Object pointing dataset rows
:::
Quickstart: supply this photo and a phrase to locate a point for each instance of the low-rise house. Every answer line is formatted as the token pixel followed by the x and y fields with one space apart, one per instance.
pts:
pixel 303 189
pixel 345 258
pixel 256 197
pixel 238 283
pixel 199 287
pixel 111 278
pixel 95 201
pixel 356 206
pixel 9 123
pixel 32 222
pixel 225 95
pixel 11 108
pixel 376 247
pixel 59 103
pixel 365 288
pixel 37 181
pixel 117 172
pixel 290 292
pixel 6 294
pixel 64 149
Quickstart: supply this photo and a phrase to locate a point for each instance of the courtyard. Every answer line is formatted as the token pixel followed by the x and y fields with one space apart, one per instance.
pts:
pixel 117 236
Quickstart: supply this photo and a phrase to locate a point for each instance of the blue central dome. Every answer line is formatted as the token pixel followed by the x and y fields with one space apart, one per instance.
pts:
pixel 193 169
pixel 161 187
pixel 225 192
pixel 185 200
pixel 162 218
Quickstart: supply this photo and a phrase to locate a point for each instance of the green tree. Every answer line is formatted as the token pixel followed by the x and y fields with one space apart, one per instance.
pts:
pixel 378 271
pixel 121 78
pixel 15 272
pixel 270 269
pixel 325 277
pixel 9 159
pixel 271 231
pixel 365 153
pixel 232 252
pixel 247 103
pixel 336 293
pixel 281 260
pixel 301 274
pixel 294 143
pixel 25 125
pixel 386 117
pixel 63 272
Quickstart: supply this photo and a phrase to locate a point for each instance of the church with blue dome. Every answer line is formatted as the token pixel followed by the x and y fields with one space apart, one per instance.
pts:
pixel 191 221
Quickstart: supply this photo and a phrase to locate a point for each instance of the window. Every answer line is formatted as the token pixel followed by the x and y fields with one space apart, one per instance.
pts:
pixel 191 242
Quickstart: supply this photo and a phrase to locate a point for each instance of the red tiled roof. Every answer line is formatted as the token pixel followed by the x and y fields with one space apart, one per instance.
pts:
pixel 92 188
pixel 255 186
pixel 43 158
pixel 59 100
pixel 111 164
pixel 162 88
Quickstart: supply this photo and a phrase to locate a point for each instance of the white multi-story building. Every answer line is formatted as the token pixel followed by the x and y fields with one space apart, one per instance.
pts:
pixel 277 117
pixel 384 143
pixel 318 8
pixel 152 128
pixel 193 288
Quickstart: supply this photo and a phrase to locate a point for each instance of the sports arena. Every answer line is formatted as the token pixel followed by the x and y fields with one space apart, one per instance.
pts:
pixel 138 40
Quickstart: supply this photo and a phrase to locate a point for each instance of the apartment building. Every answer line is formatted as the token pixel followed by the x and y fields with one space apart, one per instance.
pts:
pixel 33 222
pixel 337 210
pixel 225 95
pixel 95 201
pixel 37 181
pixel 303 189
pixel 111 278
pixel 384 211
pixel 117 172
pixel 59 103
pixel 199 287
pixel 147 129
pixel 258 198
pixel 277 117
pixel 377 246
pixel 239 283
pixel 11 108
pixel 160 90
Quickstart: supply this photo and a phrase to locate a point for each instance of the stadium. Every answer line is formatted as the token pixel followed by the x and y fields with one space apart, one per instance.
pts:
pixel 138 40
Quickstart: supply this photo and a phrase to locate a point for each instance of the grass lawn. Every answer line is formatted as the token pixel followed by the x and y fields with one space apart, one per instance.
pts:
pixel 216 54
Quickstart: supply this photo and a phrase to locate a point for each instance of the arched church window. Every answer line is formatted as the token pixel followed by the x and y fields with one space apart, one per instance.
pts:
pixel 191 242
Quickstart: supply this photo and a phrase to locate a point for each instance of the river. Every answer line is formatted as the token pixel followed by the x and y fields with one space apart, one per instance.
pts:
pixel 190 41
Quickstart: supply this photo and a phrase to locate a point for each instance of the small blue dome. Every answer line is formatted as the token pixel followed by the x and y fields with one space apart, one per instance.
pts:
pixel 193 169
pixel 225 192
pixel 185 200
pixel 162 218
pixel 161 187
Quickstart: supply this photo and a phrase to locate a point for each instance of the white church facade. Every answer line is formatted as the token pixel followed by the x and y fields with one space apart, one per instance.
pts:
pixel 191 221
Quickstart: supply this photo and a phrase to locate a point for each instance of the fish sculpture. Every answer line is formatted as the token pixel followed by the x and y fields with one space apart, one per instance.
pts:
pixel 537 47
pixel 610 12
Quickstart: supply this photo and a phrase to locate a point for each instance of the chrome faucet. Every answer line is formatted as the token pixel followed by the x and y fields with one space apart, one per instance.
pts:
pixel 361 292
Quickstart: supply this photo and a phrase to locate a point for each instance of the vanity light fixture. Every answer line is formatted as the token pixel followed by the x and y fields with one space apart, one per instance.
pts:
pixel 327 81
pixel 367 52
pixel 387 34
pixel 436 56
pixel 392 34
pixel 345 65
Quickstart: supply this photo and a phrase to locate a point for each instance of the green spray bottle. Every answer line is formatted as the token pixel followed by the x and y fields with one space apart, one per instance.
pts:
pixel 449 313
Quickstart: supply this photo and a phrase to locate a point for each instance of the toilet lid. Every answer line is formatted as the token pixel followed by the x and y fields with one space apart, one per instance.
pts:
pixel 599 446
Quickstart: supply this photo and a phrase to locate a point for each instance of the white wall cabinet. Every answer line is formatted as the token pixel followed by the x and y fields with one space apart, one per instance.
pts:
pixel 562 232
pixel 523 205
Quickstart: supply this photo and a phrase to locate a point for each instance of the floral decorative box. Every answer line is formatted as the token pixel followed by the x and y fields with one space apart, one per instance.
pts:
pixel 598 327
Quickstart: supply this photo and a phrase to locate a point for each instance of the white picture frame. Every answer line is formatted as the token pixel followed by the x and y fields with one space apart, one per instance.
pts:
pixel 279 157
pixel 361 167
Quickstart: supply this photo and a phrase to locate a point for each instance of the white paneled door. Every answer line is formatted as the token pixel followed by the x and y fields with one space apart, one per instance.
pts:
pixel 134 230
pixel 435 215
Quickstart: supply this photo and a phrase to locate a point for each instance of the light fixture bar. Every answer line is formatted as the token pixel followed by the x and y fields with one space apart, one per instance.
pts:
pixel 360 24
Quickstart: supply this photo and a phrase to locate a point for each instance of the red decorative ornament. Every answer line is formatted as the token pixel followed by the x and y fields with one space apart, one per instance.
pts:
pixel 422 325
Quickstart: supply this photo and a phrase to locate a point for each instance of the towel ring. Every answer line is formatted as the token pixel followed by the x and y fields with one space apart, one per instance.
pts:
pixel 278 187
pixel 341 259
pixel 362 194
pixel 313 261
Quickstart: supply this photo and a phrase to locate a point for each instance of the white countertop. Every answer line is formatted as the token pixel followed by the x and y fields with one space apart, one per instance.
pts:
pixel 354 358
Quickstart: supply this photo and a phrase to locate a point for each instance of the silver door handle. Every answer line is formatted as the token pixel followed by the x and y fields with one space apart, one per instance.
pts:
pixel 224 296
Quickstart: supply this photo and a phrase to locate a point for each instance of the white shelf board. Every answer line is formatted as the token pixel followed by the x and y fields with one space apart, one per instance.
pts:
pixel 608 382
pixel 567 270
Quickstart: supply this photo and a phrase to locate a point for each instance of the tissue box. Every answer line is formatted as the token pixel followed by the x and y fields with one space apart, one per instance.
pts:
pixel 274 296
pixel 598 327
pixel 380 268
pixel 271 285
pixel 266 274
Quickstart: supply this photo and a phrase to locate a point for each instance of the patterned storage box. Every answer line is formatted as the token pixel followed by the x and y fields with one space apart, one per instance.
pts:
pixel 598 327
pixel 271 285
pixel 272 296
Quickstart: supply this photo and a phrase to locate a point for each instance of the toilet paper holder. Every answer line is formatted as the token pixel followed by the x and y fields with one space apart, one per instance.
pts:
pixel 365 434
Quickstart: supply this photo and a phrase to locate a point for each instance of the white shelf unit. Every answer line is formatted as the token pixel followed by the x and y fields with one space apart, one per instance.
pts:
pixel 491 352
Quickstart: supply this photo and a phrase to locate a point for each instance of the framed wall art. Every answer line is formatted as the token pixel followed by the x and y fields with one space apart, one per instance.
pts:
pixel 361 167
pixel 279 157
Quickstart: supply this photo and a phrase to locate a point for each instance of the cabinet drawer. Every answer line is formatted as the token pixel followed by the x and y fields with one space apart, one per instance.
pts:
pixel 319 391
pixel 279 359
:::
## INSTRUCTION
Rewrite everything from the start of the listing down to the line containing "pixel 64 149", swapping "low-rise house" for "two-story house" and leaving all else unchanged. Give only those lines.

## RESULT FOR THIS TASK
Quickstart: supply this photo and a phrase to locate a point for each instance of the two-story house. Every answer line is formatted as the token pixel followed by the x and y fields with one space apart, one per instance.
pts:
pixel 303 189
pixel 345 258
pixel 256 197
pixel 238 283
pixel 199 287
pixel 111 278
pixel 95 201
pixel 356 206
pixel 9 123
pixel 32 222
pixel 225 95
pixel 11 108
pixel 376 247
pixel 59 103
pixel 365 288
pixel 37 181
pixel 117 172
pixel 290 292
pixel 6 294
pixel 64 149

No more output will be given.